Find each line in the items below that contains the word "plastic", and copy those lines.

-- start of Data section --

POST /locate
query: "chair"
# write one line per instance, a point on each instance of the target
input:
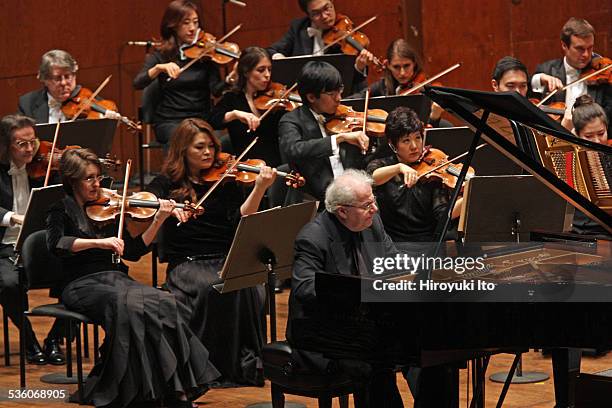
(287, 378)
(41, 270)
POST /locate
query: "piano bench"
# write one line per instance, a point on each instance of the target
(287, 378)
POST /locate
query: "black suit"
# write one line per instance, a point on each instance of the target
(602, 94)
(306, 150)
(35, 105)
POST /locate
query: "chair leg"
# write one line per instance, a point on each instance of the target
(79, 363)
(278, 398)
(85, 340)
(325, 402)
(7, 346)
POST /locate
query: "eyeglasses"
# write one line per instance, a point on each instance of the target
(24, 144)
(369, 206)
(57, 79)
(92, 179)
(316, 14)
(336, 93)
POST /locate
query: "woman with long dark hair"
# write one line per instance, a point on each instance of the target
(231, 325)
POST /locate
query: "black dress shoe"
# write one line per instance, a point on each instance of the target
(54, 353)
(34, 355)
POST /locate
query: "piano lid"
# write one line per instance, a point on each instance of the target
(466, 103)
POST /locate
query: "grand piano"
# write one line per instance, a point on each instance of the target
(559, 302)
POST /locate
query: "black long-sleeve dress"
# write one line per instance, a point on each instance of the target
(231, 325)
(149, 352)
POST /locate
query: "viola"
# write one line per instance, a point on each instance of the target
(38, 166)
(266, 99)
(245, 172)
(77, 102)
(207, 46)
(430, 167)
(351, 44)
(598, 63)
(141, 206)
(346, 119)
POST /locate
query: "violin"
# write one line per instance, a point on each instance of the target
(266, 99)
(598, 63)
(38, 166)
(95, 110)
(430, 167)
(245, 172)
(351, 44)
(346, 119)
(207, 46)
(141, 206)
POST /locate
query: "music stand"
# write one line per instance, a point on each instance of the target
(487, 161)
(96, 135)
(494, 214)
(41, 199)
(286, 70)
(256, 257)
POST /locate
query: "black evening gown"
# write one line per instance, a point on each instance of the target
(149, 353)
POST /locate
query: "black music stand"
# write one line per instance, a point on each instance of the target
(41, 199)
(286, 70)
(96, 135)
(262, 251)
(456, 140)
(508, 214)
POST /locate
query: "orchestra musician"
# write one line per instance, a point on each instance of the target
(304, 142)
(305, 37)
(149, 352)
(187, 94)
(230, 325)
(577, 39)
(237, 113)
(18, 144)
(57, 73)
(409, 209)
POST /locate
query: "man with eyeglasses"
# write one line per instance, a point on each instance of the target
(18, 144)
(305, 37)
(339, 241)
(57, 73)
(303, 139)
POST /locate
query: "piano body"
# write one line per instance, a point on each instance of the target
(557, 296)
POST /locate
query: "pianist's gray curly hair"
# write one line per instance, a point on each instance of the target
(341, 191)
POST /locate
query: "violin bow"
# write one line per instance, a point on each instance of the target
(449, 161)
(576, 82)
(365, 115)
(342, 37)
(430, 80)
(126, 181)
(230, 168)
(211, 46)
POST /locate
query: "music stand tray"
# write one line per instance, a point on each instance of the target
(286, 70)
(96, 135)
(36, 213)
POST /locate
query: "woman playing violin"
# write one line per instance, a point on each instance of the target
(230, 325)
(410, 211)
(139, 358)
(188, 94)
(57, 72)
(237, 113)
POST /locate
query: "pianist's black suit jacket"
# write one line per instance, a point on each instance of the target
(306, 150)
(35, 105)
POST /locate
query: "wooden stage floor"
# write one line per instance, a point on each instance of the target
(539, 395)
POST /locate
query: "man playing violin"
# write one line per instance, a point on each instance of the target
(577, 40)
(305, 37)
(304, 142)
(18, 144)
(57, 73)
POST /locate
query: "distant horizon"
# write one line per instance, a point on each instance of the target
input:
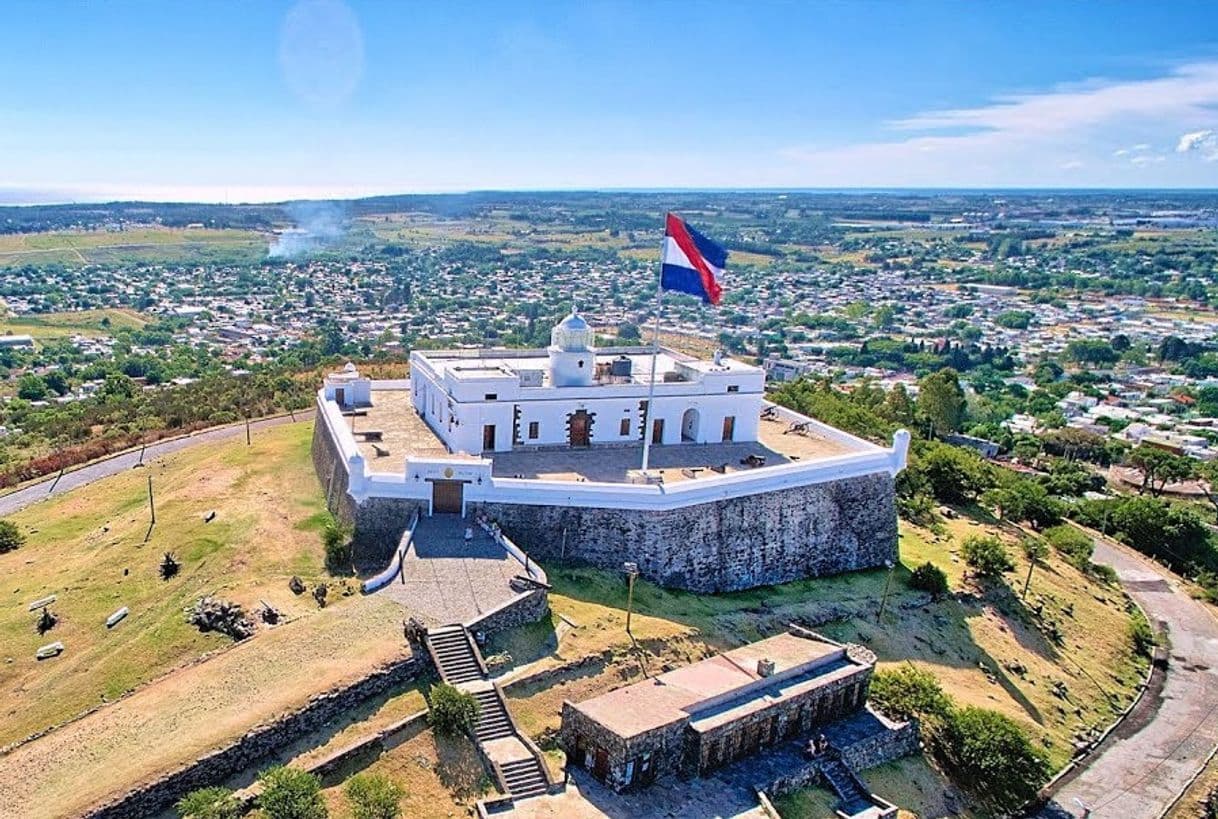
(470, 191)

-- end of Data section --
-- start of Data section --

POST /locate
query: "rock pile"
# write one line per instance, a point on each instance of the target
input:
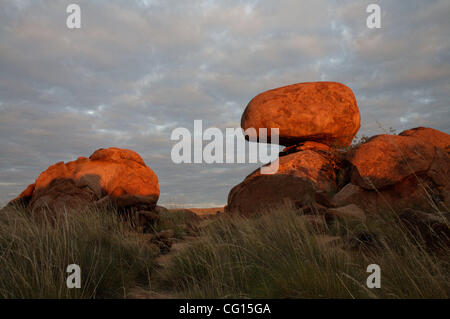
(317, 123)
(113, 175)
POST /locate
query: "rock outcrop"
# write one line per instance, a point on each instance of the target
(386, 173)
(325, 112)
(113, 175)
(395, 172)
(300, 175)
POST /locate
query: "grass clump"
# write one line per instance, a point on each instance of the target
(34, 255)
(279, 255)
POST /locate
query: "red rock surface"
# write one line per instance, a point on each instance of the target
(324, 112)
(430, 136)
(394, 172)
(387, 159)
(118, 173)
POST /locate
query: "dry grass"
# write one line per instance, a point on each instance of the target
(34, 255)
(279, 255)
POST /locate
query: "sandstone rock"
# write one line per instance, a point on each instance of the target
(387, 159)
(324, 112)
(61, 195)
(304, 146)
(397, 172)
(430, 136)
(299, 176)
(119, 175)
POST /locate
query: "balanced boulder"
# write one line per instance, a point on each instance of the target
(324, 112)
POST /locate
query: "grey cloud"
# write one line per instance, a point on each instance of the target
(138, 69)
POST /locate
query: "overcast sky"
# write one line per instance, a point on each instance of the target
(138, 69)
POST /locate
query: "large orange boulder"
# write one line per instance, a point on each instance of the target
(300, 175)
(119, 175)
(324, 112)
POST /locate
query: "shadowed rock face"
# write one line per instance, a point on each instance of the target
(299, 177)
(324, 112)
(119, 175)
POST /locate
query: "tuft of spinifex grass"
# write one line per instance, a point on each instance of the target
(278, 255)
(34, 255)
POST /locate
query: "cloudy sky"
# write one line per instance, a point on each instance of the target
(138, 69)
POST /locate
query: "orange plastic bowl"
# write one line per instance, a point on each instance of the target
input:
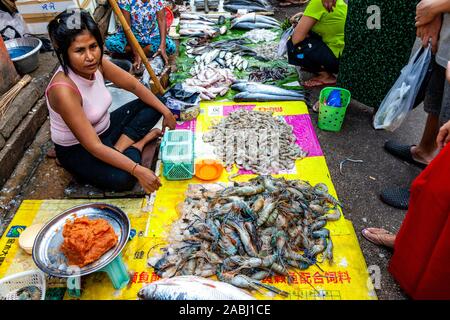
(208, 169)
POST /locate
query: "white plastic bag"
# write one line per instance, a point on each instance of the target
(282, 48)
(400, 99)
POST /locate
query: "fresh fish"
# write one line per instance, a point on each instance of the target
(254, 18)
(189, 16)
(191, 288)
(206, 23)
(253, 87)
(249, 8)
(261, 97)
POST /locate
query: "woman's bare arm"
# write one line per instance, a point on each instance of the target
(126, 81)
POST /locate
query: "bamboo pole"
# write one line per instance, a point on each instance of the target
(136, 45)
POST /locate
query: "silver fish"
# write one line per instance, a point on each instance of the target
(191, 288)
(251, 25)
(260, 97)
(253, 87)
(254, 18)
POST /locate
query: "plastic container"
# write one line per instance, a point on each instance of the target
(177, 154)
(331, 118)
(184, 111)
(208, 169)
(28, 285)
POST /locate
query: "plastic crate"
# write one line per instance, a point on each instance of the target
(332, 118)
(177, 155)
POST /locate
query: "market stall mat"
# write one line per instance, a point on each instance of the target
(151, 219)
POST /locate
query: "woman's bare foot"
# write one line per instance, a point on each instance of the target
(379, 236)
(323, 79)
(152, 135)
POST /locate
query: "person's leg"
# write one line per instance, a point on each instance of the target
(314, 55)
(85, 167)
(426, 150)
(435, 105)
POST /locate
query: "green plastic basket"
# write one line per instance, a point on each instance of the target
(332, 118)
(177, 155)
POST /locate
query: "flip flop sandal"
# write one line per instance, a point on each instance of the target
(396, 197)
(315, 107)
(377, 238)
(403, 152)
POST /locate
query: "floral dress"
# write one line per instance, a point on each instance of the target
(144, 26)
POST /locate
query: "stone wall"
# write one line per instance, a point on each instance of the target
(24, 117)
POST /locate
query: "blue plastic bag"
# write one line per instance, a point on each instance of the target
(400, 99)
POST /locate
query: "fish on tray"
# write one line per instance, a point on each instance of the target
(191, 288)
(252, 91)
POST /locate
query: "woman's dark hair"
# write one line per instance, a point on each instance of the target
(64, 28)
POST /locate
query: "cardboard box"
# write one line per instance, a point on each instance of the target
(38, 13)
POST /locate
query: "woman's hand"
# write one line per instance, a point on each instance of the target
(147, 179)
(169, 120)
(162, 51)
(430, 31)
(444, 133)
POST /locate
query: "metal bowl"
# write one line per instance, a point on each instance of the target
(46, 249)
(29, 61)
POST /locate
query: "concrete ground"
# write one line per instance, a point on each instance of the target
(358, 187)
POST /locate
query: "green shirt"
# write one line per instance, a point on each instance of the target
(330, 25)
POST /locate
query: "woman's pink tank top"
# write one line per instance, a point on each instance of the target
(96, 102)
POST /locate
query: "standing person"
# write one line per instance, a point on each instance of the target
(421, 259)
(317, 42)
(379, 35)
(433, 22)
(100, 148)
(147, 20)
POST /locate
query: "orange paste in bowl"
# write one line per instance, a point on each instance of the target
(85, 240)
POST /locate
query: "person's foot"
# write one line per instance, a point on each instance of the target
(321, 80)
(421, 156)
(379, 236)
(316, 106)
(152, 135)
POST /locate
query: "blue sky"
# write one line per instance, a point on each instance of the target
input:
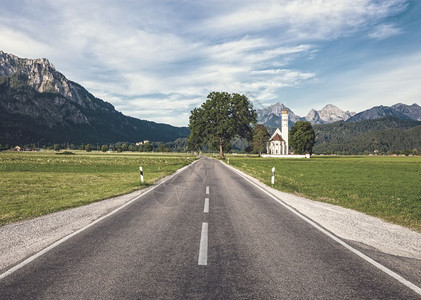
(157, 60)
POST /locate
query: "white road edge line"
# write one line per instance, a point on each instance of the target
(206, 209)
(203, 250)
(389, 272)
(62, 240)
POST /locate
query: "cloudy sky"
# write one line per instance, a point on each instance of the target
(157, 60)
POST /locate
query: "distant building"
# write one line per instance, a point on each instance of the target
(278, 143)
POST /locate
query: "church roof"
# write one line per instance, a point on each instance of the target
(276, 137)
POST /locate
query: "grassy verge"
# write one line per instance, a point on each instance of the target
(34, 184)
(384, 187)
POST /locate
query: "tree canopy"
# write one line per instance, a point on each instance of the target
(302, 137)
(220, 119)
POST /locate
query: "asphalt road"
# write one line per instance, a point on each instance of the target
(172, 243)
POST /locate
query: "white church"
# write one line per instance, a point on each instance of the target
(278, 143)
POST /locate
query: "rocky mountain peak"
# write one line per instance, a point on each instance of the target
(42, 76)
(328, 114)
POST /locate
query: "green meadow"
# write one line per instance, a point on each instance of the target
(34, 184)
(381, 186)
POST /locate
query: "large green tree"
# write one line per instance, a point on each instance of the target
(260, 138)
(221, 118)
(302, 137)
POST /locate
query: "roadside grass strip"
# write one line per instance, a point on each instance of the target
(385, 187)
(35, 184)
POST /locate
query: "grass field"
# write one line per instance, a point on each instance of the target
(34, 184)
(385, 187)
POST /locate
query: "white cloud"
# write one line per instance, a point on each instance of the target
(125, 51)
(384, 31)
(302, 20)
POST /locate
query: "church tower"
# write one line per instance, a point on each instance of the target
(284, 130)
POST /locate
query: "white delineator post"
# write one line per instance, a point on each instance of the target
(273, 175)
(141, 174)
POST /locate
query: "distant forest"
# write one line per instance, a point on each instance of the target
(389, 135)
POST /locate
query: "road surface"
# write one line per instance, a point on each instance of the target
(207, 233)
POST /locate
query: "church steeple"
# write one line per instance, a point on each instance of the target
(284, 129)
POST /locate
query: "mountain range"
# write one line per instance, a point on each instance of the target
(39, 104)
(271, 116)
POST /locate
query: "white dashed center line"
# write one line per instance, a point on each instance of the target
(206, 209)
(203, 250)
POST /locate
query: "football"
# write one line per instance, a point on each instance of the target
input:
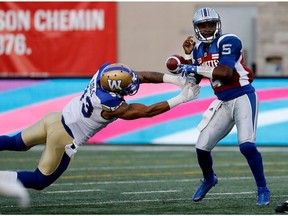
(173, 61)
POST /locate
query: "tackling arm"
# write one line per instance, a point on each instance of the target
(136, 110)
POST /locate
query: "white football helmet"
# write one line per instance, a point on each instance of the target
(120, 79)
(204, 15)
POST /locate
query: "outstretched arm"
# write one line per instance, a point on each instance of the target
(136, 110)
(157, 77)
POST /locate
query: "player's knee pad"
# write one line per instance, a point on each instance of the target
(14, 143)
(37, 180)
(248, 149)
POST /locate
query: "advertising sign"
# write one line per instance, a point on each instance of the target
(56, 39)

-- end of Data section --
-- start of Data section --

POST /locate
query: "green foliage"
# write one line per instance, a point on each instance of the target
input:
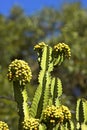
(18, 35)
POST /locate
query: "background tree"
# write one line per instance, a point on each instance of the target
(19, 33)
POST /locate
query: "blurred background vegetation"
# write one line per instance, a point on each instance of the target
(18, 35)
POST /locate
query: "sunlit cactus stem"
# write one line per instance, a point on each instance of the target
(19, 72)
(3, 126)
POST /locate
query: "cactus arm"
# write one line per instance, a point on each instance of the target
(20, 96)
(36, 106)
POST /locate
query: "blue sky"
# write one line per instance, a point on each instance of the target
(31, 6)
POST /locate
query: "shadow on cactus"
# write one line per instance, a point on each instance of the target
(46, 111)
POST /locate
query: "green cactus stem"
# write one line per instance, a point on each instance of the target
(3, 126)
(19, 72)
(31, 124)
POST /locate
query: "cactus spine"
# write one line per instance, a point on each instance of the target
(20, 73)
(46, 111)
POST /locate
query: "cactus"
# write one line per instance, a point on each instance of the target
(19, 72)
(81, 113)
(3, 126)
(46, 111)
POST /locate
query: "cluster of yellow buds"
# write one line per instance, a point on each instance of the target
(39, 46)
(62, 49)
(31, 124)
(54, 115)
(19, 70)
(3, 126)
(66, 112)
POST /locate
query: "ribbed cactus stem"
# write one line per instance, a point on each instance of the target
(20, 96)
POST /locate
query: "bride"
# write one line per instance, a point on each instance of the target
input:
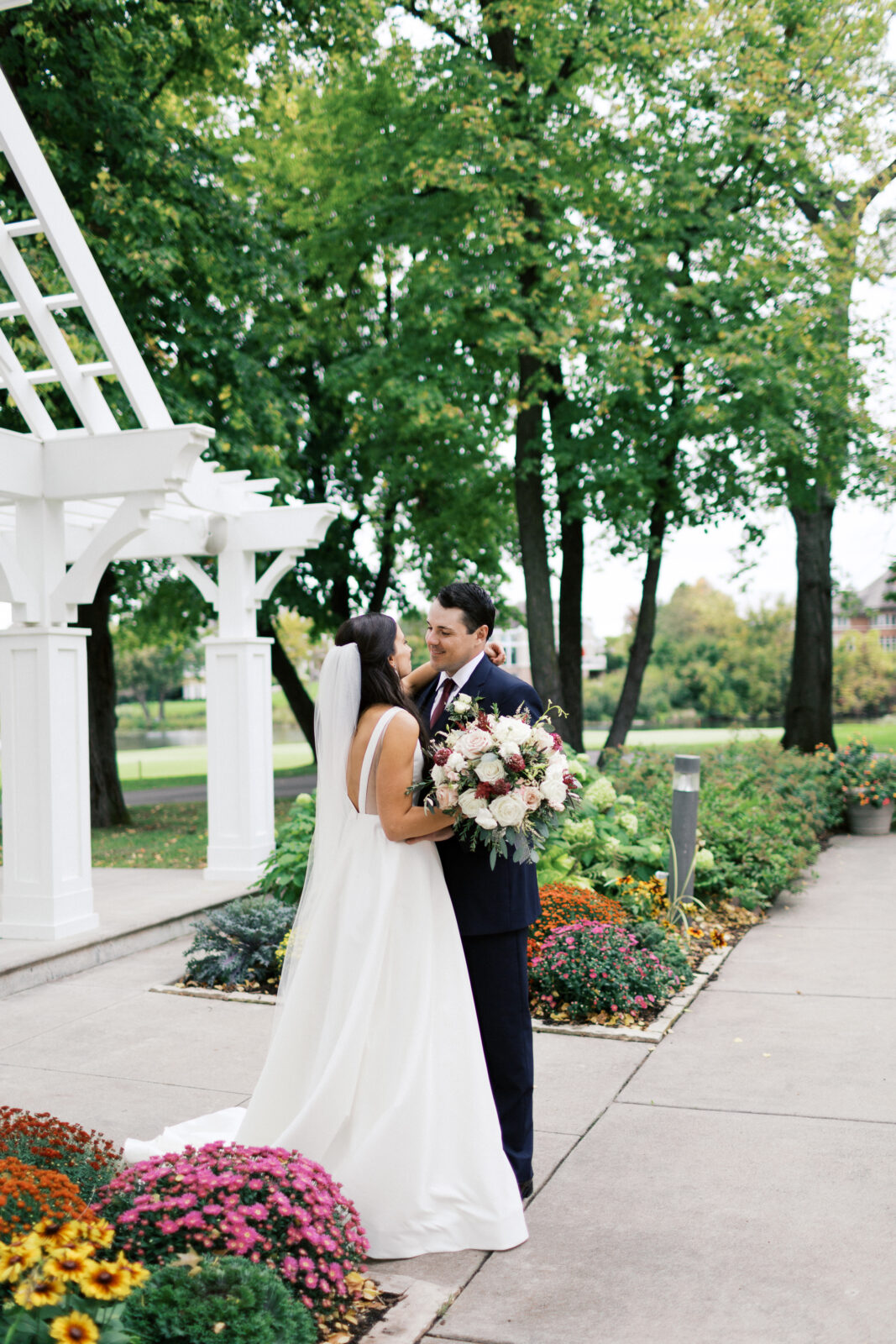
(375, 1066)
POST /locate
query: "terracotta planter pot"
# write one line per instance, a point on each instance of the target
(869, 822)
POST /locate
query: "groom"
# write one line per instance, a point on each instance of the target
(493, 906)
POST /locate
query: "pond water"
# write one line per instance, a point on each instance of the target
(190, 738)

-- end of Data section --

__Reply__:
query: "orange plastic bowl"
query: "white plastic bag"
query: "plastic container"
query: "plastic crate"
query: "green plastic basket"
query: "blue plastic bag"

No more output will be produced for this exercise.